> _Available data_
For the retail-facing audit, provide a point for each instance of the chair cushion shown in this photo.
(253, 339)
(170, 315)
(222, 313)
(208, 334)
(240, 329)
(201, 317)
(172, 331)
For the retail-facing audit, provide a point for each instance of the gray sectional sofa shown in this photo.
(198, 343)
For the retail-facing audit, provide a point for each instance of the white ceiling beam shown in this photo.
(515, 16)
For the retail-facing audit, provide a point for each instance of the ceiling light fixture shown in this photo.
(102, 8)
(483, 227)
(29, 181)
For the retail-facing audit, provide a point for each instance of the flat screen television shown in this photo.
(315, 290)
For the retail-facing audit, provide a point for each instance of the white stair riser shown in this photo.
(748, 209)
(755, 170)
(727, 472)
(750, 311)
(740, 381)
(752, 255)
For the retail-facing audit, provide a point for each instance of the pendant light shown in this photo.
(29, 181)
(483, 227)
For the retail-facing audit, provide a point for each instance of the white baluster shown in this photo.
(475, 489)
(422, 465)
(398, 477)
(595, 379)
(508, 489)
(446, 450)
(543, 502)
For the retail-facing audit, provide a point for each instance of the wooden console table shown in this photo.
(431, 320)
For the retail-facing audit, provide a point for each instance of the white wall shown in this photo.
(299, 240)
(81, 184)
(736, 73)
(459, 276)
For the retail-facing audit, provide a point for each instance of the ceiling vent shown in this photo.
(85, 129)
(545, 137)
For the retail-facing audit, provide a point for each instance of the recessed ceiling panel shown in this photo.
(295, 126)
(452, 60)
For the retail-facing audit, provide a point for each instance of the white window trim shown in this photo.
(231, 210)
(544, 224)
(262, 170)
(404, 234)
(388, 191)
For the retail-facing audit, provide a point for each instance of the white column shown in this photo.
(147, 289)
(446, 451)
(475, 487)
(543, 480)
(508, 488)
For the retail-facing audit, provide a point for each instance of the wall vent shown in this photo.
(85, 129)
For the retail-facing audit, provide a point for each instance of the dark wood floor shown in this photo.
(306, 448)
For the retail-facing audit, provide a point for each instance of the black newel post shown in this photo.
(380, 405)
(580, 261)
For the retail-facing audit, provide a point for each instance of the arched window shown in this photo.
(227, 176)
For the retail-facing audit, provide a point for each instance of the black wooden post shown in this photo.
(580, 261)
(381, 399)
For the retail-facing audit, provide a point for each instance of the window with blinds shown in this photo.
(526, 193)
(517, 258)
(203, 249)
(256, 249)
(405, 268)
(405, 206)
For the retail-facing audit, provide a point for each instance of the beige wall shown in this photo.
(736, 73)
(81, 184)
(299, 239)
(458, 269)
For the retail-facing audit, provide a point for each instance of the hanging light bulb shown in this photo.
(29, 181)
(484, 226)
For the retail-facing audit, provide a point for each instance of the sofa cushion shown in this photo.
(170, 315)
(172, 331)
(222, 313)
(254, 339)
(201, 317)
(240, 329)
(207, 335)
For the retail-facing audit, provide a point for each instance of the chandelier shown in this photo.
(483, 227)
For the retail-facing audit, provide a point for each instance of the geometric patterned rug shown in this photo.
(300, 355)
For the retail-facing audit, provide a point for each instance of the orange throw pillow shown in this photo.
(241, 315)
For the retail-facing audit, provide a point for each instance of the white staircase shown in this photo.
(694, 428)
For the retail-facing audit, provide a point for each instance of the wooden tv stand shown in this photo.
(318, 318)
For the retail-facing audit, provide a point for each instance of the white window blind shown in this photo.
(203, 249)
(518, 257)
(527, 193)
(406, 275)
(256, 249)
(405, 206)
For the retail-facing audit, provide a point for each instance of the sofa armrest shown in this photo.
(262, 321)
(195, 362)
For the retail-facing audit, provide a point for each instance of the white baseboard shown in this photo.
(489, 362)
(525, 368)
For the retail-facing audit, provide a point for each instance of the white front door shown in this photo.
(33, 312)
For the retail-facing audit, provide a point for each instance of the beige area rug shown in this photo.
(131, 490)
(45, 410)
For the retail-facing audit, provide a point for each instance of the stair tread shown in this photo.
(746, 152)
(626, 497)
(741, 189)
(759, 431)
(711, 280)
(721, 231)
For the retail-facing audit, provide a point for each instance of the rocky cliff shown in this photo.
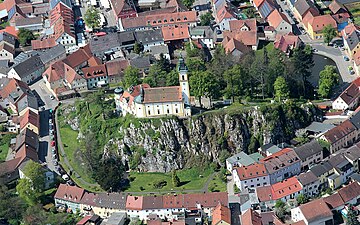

> _What the task requires_
Omit each image and transcribe the remaining records word for word.

> _Response to the exercise_
For the retail-facing audit, provide a point for each instance of the chair cushion shown in this photo.
(253, 339)
(170, 315)
(222, 313)
(208, 334)
(240, 329)
(201, 317)
(172, 331)
For the retail-facing audit, provide a point for each instance of the gray sectional sofa shown in this photo.
(198, 343)
For the retail-facing audit, provide a point for each instance of the white ceiling beam shown in this photo.
(515, 16)
For the retail-facing audit, provide a point for each instance of the ceiling light fixture shown in this photo.
(102, 8)
(483, 227)
(29, 181)
For the retail-facing audit, provide a point for each instance of the flat screen television shown in this photo.
(315, 290)
For the retail-facing audit, provide a point for each instance of the white stair riser shown in this photo.
(748, 209)
(755, 170)
(727, 472)
(750, 311)
(740, 381)
(752, 255)
For the retail-facing audit, provide a point for each instance of the pendant light shown in this photo.
(29, 181)
(483, 227)
For the retail-facing audit, provide a point for each instance of the white baluster shown in this photo.
(475, 489)
(422, 465)
(398, 477)
(595, 379)
(508, 489)
(446, 450)
(543, 502)
For the retail-facing audit, provide a point for each instance of the wooden console table shown in this photo.
(431, 320)
For the retail-facing audit, provide a point for each instance of the white wall shown in this photo.
(299, 240)
(81, 184)
(736, 73)
(459, 276)
For the retail-facing audit, provide a point for each instance of the ceiling vent shown in this photo.
(85, 129)
(545, 137)
For the retail-facing audit, provide a point for each instance of the recessed ceiling panel shown in this photo.
(295, 126)
(452, 60)
For the retail-facing audit, provide a point for each instance of the white window trim shown in this photo.
(231, 210)
(544, 224)
(262, 170)
(404, 234)
(388, 191)
For the retail-facing audit, provide a point for each instance of the white column shown in this photo.
(147, 289)
(446, 451)
(475, 487)
(543, 480)
(508, 488)
For the retail-facing audit, provide a point for each instance of the wall vent shown in this photo.
(85, 129)
For the retail-facing audit, provide a point for each instance of the dark wood floor shown in this photo.
(306, 448)
For the retail-facing audit, provide a point for each instance of the black newel post shown in this photo.
(380, 405)
(580, 261)
For the retail-facing audit, provide a point for each instance of the arched window shown in this photo.
(227, 176)
For the retail-facing audit, provide a point for each instance of the black wooden post shown in this photo.
(580, 261)
(381, 399)
For the retail-facing audit, provide a point for each instance of the window with blinds shown in this photo.
(526, 193)
(517, 258)
(203, 249)
(256, 249)
(405, 268)
(405, 206)
For the retail-facing audit, provide a point for each instance of the beige wall shown in this photo.
(736, 73)
(81, 184)
(299, 239)
(458, 269)
For the retail-facing audit, provide a point for each instance of the hanging light bulb shown in this photo.
(29, 181)
(484, 226)
For the retail-facing audit, provide a point for each instance of the sofa cushion shown in this photo.
(170, 315)
(172, 331)
(222, 313)
(254, 339)
(201, 317)
(240, 329)
(207, 335)
For the retail-facing audit, provide a point for each instance of the chandelier shown in this photo.
(483, 227)
For the retail-facing audit, provide a point for each instance of the geometric patterned rug shown in this photo.
(300, 355)
For the retail-facing audit, provide a point for each instance of the orange throw pillow shown in this photo.
(241, 315)
For the retail-facing audit, provide a point for each instance of the white staircase shown in this photo.
(694, 428)
For the retail-facing audit, provide a point for each instance of the wooden tv stand shown in this photo.
(318, 318)
For the retail-facing audit, provide a point for each instance of the white window blind shown in this photo.
(203, 249)
(518, 257)
(527, 193)
(406, 275)
(256, 249)
(405, 206)
For the retail-facing audit, provide a point for each instance of the sofa armrest shown in this photo.
(262, 321)
(195, 362)
For the retail-facing audit, provide a point for each instance of the white baseboard shown in this photo.
(489, 362)
(525, 368)
For the retail-facing audit, provide a point for each instance of the white front door shown in this photo.
(33, 312)
For the retail-facing audit, provide a point for each instance of the beige area rug shown in this photo.
(131, 490)
(45, 410)
For the retail-facing audit, provide a point for each instance of the stair tread shown in this photo.
(746, 152)
(626, 497)
(741, 189)
(759, 431)
(711, 280)
(721, 231)
For the retail-facing audit, provide a point for each instance of the rocky cliff shown in this photo.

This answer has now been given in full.